Document segment:
☆ ☆ ☆ ☆
Why are there so many LDAP queries being generated by a single server?

  • 7016619
  • 19-Jun-2015
  • 19-Jun-2015

Environment

Novell Open Enterprise Server 11 (OES 11) Linux
Novell Open Enterprise Server 2 (OES 2) Linux
Symantec AntiVirus 1.0.14-13

Situation

A single server, was displaying very high utilization.  Upon investigation, it was determined that:
  • This server held a replica of the entire tree
  • Over 30 OES servers used this server for it's LUM preferred-server.
ndstrace (with +tags +time +ldap) showed that once a minute, every server would query the preferred-server (in /etc/nam.conf), looking for a specific uidNumber.  The set of queries would include:
  • query for Unix Workstation object (found)
  • query for each LUM-enabled group associated to the workstation (found)
  • sub-tree query from the base-name in nam.conf for a particular uidNumber (not found)
  • do the following for each LUM-enabled group associated to the Unix Workstation object
    • base query the group for members
    • base query each member to see if they have the specific uidNumber (not found)

The more LUM-enabled groups and users associated to the Unix Workstation, the greater the volume of queries per server.

(note: for a useful ndstrace log, all ldap information needs to be enabled.  To quickly set this on a server, run
      ldapconfig set "LDAP Screen Level = all"
When prompted for credentials, use ndsd format.  For example, admin.novell).

Resolution

There was a local user with a uid number > 65535 (which is the size of a 16-bit integer).  Decreasing this user's uid number to <= 65533 (and ensure any files owned by the uid number are changed to the new uid number -- chown is a good tool to perform this).

Cause

Real time virus scanning (rtvscand) was active on the server.  The *real* uidNumber associated to a user in /etc/passwd was 80000 -- which is 0x13380 in hex (or 17bits long).  rtvscand was truncating everything over the lowest 16 bits and was searching for 0x3380 in hex (or 14464 in decimal).

Additional Information

The only way to tell which process was making the call for the bad uidNumber was by trial and error.  The first step was to take the wrong uidNumber (14464) and added 65536 to it until you find a uidNumber in use (compare to output of getent passwd).

Back tracking, we found that a service created the user with the given uid number.  Once we knew that process, we identified there were 2 processes that might call for this uidNumber -- the service and rtvscand.  Stopping the service, stopped the queries.  However, stopping rtvscand, while letting the original service run, also stopped the queries.

Running ltrace on each service displayed that rtvscand was making a call for the improper uidNumber.
☆ ☆ ☆ ☆
Material provided:
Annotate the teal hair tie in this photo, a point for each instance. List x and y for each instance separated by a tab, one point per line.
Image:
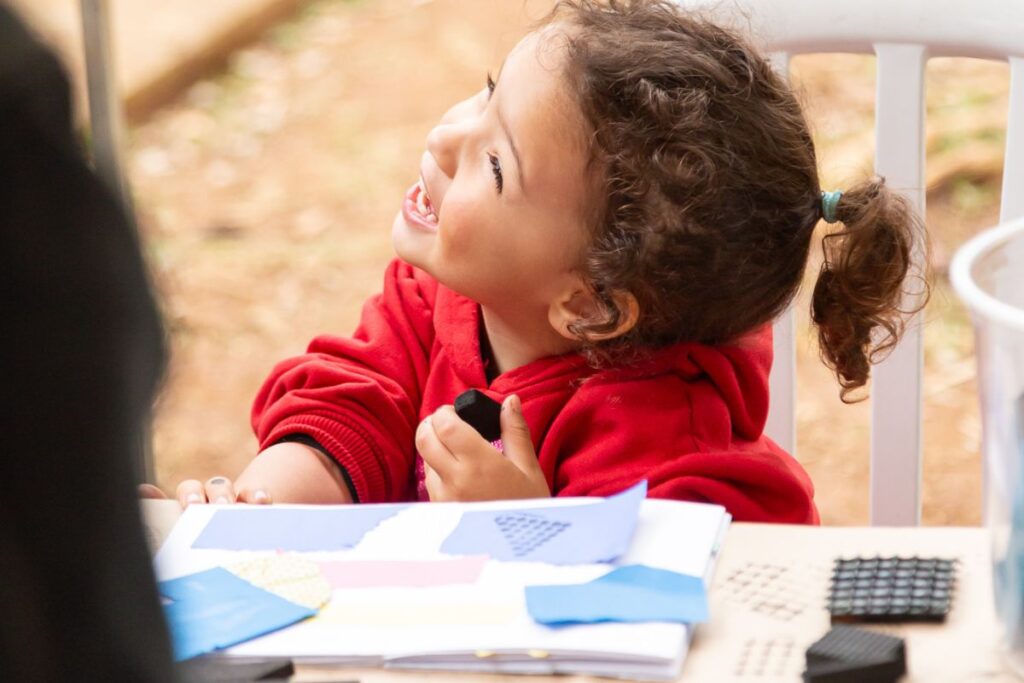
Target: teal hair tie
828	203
☆ ☆ ☆ ☆
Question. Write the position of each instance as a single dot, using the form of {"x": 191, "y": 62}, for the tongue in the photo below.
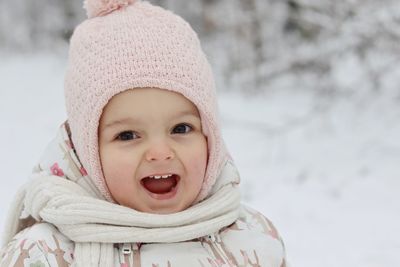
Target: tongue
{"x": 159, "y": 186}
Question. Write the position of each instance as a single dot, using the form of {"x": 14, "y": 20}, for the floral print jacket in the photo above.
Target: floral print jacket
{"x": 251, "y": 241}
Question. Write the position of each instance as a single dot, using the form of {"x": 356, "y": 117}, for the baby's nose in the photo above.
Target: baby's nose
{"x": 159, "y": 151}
☆ ☆ ☆ ☆
Exercise requirements:
A: From the LDAP troubleshooting note above, copy the passage from "ndstrace (with +tags" to "queries per server." word for word.
B: In the LDAP troubleshooting note above, how often did every server query its preferred server for the specific uidNumber?
C: According to the LDAP troubleshooting note above, why was rtvscand searching for uidNumber 14464 rather than the user's real uidNumber?

Task responses:
A:
ndstrace (with +tags +time +ldap) showed that once a minute, every server would query the preferred-server (in /etc/nam.conf), looking for a specific uidNumber.  The set of queries would include:
  • query for Unix Workstation object (found)
  • query for each LUM-enabled group associated to the workstation (found)
  • sub-tree query from the base-name in nam.conf for a particular uidNumber (not found)
  • do the following for each LUM-enabled group associated to the Unix Workstation object
    • base query the group for members
    • base query each member to see if they have the specific uidNumber (not found)

The more LUM-enabled groups and users associated to the Unix Workstation, the greater the volume of queries per server.

B: Once a minute.

C: The user's real uidNumber in /etc/passwd was 80000, which is 0x13380 in hex and therefore 17 bits long. rtvscand truncated everything over the lowest 16 bits, so it searched for 0x3380, which is 14464 in decimal.